# How do I erase everything from my laptop?



## connorf (Sep 24, 2012)

Im trying to sell my netbook, but am concerned about my files that currently are on the computer. How do i delete everything off the computer to get it at a point where I feel safe giving it to a stranger?


----------



## ver CO (Feb 14, 2012)

I personally use DBAN to wipe HDDs.

Not sure if there's a better recommendation; let's wait for the resident experts.


----------



## MPR (Aug 28, 2010)

If your laptop has a recovery partition, which it likely does, wiping the disk will render it incapable of restoration to its factory settings. Check your computer's documentation and/or the documentation at the manufacturer's website for how to restore the system to factory defaults. If you want to be extra secure then you can download CCleaner and wipe the free disk space too.

Example instructions (for Dell computers):

Windows 7 PC Restore | Dell


----------



## joeten (Dec 4, 2008)

ajms1989 We prefer to try not to cost posters money whenever possible see if you can find a free alternative


----------



## ajms1989 (Jun 11, 2012)

My Apologies!!

Anyone can download a best free data destruction utility from here:

CMRR - Secure Erase

It securely wipe every sectors and blocks inside the drive without malfunctioning any equipment such as platter.


----------



## joeten (Dec 4, 2008)

Thank you killdisk also does a reasonably good job


----------



## sarla (May 14, 2010)

I personally do a system restore. Will that not do it ?


----------



## Masterchiefxx17 (Feb 27, 2010)

System Restore should be just fine to remove your files.

If you really want everything off the HDD then ajms1989's option would be the best.


----------

*INSTRUCTIONS FOR THE TASK*
Print the forum thread verbatim, everything from "My Apologies!!" down to "such as platter.". The data after this thread plays no role.

*DATA LISTING*

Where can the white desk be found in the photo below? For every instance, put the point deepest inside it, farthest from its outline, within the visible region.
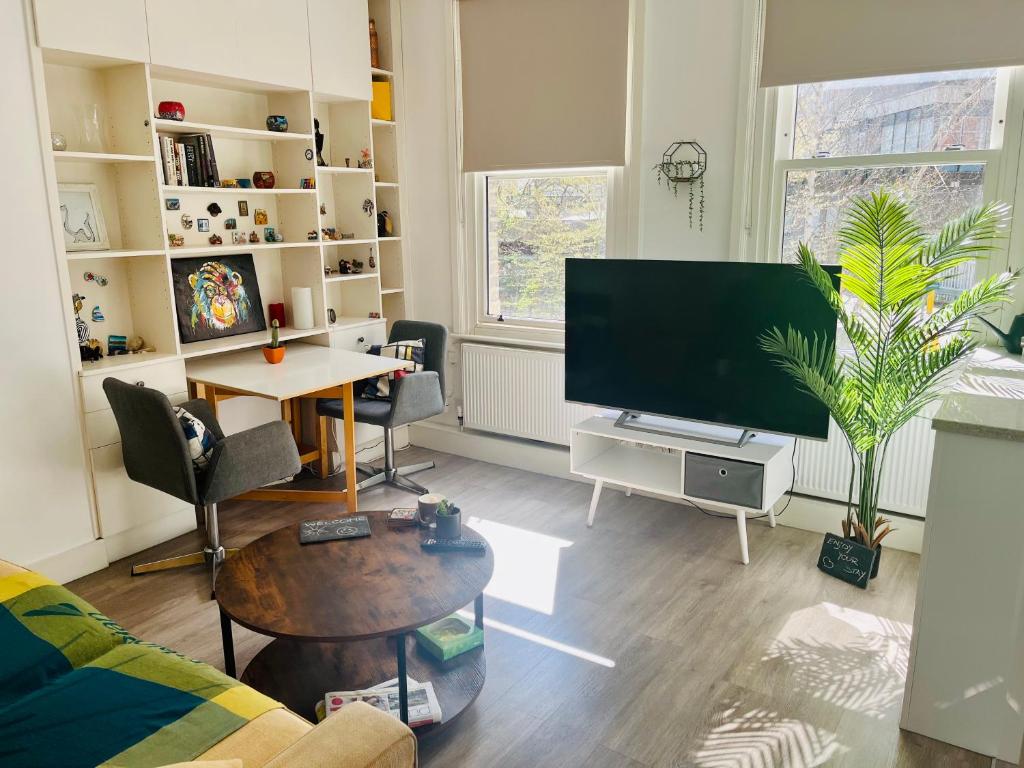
(308, 371)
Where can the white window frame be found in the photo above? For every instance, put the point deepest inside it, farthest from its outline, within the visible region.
(475, 232)
(776, 113)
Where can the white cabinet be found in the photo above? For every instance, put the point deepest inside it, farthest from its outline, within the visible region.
(339, 48)
(102, 28)
(263, 41)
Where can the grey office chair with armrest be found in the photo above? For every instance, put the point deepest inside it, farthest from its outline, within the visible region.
(156, 454)
(414, 397)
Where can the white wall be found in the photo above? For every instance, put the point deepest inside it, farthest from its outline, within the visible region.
(691, 73)
(44, 504)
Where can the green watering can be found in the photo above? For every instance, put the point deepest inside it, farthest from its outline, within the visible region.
(1012, 338)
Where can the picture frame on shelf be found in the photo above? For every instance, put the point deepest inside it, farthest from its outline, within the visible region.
(215, 298)
(82, 218)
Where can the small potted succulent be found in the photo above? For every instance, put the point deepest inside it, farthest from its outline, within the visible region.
(273, 352)
(449, 520)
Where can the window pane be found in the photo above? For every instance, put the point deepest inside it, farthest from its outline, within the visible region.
(817, 201)
(880, 116)
(534, 224)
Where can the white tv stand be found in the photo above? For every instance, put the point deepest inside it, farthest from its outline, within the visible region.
(748, 479)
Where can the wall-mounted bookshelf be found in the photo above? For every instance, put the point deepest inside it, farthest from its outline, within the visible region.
(107, 112)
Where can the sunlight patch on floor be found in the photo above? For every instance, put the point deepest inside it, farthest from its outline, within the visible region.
(760, 738)
(846, 657)
(586, 655)
(525, 564)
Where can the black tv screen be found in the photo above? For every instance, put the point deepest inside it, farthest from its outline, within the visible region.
(680, 339)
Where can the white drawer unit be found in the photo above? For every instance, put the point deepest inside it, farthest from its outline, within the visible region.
(167, 376)
(749, 478)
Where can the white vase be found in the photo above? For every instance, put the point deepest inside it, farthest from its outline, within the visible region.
(302, 308)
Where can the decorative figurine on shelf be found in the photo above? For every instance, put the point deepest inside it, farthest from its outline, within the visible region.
(320, 143)
(171, 111)
(273, 352)
(263, 179)
(117, 345)
(136, 344)
(375, 59)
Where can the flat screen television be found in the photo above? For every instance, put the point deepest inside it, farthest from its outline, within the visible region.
(680, 339)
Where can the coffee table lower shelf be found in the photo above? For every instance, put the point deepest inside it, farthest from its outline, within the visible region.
(298, 674)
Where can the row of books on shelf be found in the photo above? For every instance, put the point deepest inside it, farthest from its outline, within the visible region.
(189, 161)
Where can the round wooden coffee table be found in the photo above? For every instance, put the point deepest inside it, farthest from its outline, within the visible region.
(343, 613)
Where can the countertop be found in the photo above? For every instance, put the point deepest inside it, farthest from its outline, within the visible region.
(988, 398)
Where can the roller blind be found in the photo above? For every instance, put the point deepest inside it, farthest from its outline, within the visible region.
(543, 83)
(811, 41)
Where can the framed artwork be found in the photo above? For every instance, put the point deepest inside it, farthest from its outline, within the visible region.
(215, 298)
(82, 218)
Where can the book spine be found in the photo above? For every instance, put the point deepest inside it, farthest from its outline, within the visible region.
(167, 153)
(214, 175)
(190, 168)
(179, 164)
(204, 159)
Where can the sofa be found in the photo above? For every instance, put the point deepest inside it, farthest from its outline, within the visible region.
(79, 690)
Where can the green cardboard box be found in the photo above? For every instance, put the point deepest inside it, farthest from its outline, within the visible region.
(450, 637)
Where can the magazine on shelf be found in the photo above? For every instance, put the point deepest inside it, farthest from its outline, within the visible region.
(423, 707)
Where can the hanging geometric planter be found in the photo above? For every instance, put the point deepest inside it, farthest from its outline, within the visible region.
(684, 163)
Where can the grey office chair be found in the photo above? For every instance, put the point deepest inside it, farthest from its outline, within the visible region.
(414, 397)
(156, 454)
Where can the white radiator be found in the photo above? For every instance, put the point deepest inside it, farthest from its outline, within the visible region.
(518, 392)
(823, 468)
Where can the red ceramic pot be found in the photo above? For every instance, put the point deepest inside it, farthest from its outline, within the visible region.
(263, 179)
(171, 111)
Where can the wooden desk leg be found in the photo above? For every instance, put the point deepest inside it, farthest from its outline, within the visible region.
(348, 425)
(322, 446)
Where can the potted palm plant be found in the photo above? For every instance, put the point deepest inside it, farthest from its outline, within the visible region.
(903, 356)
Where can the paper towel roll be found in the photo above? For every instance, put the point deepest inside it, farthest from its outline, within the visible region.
(302, 308)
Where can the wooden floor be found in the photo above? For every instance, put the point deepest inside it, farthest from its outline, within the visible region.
(639, 642)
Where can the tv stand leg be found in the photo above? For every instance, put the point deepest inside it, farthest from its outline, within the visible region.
(741, 525)
(593, 502)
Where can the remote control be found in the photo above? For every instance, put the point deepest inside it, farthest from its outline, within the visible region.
(468, 546)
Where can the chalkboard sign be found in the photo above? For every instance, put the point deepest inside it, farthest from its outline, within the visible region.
(846, 559)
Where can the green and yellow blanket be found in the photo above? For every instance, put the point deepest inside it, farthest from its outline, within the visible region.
(78, 689)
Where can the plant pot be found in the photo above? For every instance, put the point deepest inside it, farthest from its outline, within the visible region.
(450, 526)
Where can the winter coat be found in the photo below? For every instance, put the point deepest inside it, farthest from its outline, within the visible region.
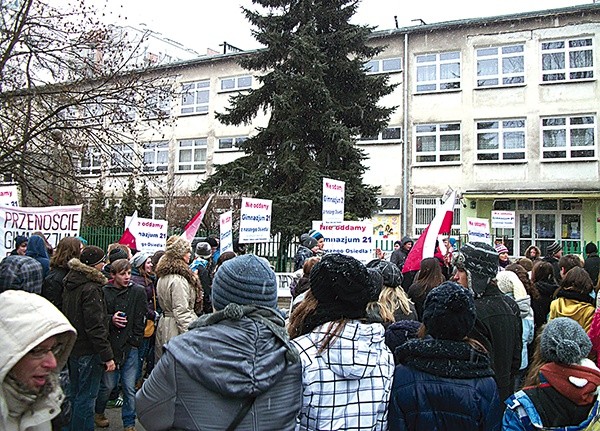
(53, 287)
(592, 266)
(498, 327)
(205, 374)
(84, 306)
(347, 386)
(21, 273)
(176, 297)
(132, 301)
(443, 385)
(36, 249)
(32, 324)
(302, 254)
(577, 306)
(541, 305)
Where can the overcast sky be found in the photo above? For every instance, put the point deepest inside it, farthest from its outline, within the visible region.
(206, 24)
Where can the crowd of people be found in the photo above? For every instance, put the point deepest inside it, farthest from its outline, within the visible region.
(190, 338)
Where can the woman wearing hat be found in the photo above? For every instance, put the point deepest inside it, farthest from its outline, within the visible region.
(561, 387)
(347, 367)
(36, 341)
(179, 292)
(445, 381)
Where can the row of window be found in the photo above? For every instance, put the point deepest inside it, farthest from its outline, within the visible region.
(497, 66)
(154, 156)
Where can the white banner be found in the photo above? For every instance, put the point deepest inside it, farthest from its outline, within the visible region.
(478, 229)
(333, 200)
(54, 222)
(226, 232)
(255, 220)
(503, 219)
(150, 234)
(354, 238)
(9, 196)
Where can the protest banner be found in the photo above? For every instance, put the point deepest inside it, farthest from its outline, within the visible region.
(354, 238)
(478, 229)
(333, 200)
(503, 219)
(9, 196)
(255, 220)
(54, 222)
(225, 233)
(150, 234)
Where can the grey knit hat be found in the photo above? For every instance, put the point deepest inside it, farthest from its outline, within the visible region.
(244, 280)
(564, 341)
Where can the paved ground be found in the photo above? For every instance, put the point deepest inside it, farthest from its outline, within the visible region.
(116, 424)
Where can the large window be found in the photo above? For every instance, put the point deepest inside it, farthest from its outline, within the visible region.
(500, 66)
(192, 155)
(231, 143)
(156, 157)
(386, 65)
(389, 135)
(91, 162)
(437, 143)
(565, 138)
(424, 209)
(501, 139)
(235, 83)
(194, 98)
(567, 60)
(438, 72)
(122, 158)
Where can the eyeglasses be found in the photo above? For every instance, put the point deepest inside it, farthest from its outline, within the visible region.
(41, 352)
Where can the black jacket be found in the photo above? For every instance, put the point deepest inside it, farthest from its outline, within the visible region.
(52, 287)
(84, 306)
(132, 301)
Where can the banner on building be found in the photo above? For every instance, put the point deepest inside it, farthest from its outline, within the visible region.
(9, 196)
(226, 232)
(353, 238)
(150, 234)
(54, 222)
(478, 229)
(333, 200)
(255, 220)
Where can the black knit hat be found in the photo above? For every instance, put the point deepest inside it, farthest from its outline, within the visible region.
(392, 276)
(340, 285)
(92, 255)
(449, 311)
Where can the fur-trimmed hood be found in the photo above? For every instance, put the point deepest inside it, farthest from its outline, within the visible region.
(80, 273)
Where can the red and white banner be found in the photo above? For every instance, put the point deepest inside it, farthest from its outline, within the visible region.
(425, 245)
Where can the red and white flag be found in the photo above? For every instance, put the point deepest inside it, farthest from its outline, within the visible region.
(128, 238)
(189, 232)
(425, 245)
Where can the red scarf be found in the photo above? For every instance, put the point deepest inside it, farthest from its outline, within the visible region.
(558, 377)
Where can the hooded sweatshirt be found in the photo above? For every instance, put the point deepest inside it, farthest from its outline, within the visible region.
(27, 320)
(224, 359)
(348, 385)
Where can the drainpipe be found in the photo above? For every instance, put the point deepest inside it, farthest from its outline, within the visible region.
(405, 142)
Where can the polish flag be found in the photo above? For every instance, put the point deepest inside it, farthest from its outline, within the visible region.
(189, 232)
(128, 238)
(425, 245)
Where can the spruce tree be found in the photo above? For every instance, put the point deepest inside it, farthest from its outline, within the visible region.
(314, 85)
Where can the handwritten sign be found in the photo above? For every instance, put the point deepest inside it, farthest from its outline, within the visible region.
(333, 200)
(255, 220)
(353, 238)
(225, 234)
(54, 222)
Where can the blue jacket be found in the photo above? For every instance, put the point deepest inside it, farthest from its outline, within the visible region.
(422, 401)
(521, 415)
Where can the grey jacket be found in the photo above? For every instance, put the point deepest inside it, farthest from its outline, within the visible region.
(205, 375)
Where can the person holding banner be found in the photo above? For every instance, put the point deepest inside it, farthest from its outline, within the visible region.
(179, 292)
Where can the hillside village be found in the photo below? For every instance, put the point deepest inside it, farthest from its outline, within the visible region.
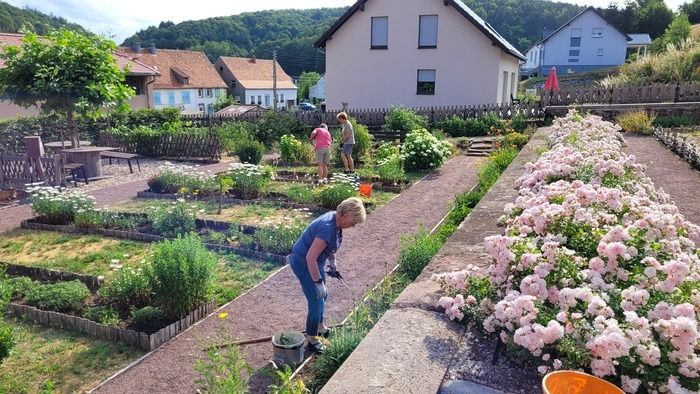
(397, 196)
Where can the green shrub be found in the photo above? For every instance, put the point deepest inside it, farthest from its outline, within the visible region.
(422, 151)
(294, 151)
(636, 122)
(515, 140)
(250, 181)
(674, 121)
(331, 195)
(178, 218)
(103, 315)
(128, 288)
(147, 319)
(181, 275)
(404, 119)
(416, 252)
(250, 152)
(58, 206)
(69, 297)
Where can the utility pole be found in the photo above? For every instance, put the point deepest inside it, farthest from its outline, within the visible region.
(274, 80)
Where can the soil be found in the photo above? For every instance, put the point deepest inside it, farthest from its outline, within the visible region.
(368, 251)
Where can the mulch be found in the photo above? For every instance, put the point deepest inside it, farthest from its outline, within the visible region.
(368, 252)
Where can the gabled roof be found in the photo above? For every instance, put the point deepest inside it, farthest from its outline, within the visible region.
(176, 65)
(639, 39)
(254, 73)
(577, 16)
(479, 23)
(123, 61)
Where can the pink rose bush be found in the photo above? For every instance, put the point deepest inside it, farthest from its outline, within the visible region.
(597, 270)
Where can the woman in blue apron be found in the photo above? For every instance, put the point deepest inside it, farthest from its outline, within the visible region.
(318, 244)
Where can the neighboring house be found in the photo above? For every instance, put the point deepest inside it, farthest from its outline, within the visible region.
(416, 53)
(318, 91)
(139, 77)
(639, 44)
(187, 80)
(586, 42)
(250, 81)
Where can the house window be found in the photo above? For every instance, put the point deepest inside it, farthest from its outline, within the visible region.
(427, 31)
(380, 32)
(426, 82)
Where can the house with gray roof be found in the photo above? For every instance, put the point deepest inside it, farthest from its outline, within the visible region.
(416, 53)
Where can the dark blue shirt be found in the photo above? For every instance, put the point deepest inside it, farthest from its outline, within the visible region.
(325, 228)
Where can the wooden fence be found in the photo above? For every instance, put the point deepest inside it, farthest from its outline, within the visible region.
(374, 118)
(18, 170)
(179, 146)
(659, 93)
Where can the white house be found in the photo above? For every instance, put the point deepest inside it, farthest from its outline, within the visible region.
(250, 81)
(318, 91)
(187, 80)
(416, 53)
(586, 42)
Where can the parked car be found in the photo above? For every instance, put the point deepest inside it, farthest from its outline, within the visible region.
(307, 107)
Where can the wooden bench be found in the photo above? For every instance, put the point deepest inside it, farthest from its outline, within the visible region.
(120, 155)
(73, 168)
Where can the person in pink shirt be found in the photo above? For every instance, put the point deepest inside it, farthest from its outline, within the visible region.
(322, 140)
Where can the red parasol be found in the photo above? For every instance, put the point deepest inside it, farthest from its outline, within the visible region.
(552, 83)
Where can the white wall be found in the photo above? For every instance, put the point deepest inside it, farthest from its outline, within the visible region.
(613, 43)
(466, 62)
(284, 95)
(195, 100)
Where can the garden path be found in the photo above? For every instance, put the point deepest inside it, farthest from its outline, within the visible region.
(13, 217)
(368, 251)
(669, 172)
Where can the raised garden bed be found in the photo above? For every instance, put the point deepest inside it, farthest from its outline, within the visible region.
(129, 337)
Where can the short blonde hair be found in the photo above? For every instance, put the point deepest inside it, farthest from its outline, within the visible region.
(354, 208)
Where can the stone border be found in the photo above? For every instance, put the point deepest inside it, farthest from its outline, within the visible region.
(414, 347)
(141, 237)
(47, 275)
(680, 145)
(228, 200)
(133, 338)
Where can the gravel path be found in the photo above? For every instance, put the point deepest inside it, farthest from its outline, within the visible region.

*RESPONSE*
My Apologies!!

Anyone can download a best free data destruction utility from here:

CMRR - Secure Erase

It securely wipe every sectors and blocks inside the drive without malfunctioning any equipment such as platter.